## Written task:
Pick out every line in the entries that contains the string "wooden", and copy each one. Matching is case-sensitive.
___ Supplied records
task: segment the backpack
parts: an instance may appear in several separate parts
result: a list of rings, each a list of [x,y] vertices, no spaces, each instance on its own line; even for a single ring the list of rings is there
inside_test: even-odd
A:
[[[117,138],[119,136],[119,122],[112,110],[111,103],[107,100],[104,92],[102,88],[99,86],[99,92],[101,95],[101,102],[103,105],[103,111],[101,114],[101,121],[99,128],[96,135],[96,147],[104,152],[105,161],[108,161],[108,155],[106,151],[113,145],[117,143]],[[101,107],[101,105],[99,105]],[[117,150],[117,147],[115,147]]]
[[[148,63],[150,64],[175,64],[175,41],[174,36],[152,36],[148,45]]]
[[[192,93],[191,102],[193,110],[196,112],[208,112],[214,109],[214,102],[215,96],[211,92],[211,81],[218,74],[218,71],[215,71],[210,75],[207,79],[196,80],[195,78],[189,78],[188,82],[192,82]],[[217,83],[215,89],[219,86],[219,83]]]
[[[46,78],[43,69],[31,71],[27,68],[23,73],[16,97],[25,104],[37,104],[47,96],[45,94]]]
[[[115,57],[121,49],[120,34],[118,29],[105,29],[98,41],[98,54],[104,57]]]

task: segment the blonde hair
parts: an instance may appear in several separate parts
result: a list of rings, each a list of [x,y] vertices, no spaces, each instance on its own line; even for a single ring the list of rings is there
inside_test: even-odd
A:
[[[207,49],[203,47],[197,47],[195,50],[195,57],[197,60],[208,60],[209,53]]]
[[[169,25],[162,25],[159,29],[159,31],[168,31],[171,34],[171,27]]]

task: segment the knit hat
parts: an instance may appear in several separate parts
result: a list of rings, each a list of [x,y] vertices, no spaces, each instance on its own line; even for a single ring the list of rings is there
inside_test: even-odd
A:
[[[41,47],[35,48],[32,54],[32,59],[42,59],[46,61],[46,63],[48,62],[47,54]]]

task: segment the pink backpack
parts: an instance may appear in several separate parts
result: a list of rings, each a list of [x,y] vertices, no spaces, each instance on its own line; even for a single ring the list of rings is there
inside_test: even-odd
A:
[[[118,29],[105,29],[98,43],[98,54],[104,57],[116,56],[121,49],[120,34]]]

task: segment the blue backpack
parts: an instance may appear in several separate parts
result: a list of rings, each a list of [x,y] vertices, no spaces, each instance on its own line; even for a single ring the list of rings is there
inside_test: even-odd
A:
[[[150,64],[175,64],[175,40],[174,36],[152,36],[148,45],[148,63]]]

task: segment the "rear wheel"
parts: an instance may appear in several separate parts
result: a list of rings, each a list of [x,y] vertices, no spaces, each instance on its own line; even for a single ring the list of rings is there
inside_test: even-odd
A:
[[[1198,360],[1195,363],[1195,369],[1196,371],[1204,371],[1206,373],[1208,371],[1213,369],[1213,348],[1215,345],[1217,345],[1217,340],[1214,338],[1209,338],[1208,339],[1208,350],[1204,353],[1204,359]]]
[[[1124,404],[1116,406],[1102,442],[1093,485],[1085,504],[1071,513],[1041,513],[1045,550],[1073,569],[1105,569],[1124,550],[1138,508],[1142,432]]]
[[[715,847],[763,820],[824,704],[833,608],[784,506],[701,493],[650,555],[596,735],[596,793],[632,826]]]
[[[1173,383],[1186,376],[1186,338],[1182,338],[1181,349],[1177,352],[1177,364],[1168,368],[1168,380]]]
______
___ Supplied records
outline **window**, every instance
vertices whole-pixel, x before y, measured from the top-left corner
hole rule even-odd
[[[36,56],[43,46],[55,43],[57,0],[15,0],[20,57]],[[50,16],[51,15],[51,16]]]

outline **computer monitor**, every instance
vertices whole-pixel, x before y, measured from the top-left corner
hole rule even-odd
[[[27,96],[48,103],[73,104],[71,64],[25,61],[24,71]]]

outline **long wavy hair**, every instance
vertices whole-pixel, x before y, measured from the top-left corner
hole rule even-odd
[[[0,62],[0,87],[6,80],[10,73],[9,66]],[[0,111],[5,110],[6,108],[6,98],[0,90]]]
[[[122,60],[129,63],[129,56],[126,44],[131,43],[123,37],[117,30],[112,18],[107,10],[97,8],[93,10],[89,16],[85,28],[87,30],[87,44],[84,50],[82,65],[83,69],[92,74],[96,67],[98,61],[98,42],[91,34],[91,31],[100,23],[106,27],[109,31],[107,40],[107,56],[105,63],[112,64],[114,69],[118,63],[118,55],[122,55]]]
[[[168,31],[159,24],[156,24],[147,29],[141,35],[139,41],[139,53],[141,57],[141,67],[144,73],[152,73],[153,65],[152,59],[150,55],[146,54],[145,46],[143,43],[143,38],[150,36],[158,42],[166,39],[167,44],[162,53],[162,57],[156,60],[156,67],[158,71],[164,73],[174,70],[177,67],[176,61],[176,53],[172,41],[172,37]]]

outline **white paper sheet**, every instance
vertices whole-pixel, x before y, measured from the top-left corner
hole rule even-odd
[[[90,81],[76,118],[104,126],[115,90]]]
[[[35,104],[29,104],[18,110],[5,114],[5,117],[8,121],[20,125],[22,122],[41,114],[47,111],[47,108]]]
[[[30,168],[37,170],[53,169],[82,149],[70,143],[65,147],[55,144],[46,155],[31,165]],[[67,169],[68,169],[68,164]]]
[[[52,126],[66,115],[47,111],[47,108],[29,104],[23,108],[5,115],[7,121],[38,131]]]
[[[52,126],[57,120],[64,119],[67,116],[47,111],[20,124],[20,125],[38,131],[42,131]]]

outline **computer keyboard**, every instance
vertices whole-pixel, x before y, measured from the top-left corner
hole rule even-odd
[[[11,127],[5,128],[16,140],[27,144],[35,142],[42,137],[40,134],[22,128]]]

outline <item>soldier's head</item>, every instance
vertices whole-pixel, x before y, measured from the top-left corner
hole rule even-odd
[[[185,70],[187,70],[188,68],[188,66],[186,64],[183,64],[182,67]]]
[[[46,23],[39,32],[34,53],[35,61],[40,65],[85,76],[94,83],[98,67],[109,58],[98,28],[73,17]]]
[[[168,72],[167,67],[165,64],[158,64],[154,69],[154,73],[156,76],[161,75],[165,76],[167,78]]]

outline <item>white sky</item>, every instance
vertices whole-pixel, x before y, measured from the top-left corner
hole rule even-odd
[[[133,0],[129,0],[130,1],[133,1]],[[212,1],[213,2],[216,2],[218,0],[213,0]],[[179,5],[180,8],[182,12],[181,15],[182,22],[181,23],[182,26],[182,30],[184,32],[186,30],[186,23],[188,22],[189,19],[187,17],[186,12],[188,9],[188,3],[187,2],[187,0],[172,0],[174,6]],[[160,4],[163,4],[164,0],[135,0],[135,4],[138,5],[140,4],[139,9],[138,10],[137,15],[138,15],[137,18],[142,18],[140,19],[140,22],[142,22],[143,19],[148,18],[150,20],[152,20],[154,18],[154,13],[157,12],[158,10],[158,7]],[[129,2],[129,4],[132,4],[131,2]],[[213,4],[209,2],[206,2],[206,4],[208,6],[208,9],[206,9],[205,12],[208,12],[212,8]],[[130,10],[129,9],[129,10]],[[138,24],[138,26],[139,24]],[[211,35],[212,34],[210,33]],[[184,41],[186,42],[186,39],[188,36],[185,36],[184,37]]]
______
___ Supplied records
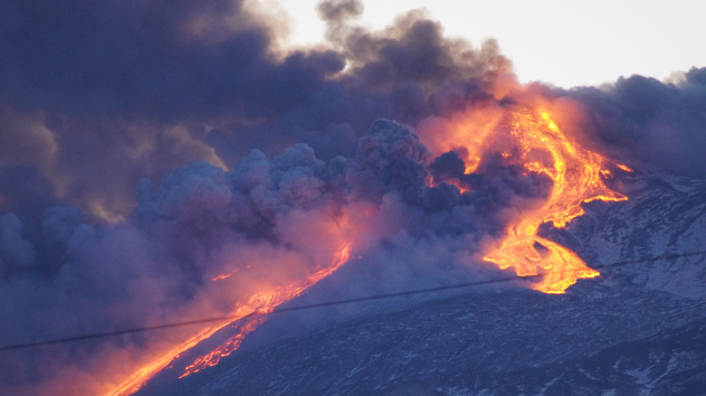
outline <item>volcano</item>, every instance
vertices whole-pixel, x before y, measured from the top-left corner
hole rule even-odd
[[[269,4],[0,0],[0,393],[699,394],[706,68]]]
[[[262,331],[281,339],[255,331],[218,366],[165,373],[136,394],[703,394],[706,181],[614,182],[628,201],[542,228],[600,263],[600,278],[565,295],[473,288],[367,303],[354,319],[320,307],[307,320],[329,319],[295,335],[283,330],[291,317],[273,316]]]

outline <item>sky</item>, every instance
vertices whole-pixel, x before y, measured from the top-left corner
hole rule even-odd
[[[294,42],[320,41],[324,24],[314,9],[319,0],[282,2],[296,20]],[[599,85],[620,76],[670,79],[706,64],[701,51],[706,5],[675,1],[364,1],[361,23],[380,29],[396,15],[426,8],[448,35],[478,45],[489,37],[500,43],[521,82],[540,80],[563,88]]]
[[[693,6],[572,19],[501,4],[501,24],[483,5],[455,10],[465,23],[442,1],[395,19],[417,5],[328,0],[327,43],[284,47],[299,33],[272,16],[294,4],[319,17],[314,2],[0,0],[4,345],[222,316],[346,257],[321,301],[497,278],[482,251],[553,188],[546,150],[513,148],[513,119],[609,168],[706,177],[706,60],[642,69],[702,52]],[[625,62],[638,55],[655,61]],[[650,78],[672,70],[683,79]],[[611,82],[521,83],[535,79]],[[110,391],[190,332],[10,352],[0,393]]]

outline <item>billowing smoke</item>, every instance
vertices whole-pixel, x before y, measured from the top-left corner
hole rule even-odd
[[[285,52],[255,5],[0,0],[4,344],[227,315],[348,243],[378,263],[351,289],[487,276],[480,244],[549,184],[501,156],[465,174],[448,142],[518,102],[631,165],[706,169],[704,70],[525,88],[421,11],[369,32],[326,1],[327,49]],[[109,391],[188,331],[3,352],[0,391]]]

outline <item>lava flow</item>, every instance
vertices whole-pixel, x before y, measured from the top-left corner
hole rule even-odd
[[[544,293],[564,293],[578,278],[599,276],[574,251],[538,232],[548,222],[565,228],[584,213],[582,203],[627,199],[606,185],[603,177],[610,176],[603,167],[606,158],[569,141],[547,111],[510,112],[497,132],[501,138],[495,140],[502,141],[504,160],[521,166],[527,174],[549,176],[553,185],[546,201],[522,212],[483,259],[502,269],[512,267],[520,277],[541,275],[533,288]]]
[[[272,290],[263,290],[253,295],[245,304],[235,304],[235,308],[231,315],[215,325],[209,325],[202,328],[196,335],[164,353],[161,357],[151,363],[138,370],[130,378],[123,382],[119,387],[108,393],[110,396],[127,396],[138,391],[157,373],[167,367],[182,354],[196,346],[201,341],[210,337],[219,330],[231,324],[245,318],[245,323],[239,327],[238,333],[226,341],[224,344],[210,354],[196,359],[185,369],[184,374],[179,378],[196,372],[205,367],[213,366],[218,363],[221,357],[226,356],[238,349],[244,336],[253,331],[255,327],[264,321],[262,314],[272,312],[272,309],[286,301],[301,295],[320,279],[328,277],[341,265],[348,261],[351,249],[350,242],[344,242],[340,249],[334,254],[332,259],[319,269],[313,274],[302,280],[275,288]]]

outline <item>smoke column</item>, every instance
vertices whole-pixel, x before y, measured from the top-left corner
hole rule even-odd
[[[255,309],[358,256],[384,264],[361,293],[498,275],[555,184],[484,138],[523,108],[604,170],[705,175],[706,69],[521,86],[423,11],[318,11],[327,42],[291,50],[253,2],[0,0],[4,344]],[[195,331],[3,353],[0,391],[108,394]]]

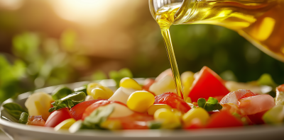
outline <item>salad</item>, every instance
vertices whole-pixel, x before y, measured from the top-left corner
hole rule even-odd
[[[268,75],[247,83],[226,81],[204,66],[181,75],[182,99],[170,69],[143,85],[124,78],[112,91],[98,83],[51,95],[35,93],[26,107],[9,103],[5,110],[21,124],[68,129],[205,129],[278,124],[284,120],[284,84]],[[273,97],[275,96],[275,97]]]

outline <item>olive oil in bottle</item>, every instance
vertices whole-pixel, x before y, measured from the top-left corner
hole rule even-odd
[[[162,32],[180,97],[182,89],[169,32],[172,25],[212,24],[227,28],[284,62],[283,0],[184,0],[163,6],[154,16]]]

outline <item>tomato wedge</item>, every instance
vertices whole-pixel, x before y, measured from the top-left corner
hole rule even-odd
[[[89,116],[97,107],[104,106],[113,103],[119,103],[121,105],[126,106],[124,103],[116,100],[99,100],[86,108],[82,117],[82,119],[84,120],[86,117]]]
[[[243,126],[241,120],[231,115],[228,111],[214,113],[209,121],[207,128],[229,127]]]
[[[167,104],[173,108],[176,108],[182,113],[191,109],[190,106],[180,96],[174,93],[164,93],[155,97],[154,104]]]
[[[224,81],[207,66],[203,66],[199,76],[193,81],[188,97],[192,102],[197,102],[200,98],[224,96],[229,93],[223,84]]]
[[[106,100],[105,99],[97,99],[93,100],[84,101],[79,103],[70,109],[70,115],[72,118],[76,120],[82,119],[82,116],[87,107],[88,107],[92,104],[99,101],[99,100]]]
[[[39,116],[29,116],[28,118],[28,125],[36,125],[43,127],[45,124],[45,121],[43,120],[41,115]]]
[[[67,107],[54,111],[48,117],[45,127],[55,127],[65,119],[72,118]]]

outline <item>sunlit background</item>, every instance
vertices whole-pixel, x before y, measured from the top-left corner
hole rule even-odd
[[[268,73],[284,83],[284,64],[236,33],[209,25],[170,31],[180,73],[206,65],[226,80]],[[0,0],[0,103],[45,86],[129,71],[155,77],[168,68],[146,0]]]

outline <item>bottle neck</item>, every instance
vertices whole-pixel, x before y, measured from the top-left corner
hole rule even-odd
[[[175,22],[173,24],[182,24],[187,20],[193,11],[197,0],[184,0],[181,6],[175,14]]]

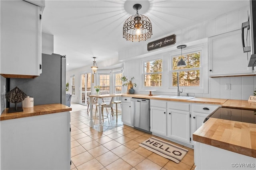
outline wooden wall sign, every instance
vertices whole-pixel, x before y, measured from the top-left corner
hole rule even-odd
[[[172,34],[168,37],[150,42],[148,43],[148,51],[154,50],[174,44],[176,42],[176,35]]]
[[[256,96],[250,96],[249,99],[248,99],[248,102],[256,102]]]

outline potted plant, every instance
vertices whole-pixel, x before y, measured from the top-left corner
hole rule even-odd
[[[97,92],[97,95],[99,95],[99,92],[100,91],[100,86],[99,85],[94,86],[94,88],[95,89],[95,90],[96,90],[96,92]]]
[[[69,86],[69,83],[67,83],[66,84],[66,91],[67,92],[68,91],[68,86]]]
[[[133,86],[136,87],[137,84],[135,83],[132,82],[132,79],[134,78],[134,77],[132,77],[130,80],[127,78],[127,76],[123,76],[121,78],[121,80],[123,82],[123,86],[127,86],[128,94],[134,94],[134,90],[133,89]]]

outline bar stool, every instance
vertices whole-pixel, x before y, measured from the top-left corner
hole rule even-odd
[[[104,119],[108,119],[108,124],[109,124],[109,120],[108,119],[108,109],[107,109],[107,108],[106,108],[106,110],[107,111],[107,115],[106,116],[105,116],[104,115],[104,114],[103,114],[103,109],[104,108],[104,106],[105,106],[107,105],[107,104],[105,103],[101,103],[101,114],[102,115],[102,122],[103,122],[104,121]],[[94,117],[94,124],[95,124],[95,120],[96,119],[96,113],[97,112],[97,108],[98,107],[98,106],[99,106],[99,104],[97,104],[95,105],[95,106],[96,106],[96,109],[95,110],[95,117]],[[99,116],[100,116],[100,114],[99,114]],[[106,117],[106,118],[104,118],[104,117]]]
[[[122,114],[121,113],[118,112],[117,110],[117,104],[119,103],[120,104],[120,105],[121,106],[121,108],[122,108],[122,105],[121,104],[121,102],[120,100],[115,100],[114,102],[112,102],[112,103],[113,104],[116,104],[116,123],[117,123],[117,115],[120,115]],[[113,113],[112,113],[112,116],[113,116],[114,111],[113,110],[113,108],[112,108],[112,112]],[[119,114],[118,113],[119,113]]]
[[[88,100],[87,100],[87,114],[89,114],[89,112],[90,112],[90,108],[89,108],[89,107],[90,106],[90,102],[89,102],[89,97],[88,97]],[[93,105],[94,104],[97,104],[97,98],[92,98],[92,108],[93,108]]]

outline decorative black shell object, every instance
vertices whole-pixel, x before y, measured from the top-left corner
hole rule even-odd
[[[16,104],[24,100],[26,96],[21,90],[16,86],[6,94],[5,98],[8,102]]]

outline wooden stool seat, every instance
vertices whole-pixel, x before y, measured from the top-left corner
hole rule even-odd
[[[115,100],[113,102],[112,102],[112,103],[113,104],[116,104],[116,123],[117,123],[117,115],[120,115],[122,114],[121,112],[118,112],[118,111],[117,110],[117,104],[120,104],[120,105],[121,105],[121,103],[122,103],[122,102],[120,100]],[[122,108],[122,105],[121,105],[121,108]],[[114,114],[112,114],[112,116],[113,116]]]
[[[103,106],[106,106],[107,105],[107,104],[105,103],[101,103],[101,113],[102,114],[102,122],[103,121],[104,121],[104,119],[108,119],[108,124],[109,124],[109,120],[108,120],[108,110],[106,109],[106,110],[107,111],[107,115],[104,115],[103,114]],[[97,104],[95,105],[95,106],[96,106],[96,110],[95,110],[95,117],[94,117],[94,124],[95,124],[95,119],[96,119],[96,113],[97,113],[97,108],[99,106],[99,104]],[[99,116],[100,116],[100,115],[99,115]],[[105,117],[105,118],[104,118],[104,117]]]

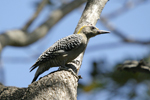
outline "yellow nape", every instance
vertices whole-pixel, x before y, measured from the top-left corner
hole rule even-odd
______
## Solved exercise:
outline wooden wall sign, every instance
outline wooden stool seat, every instance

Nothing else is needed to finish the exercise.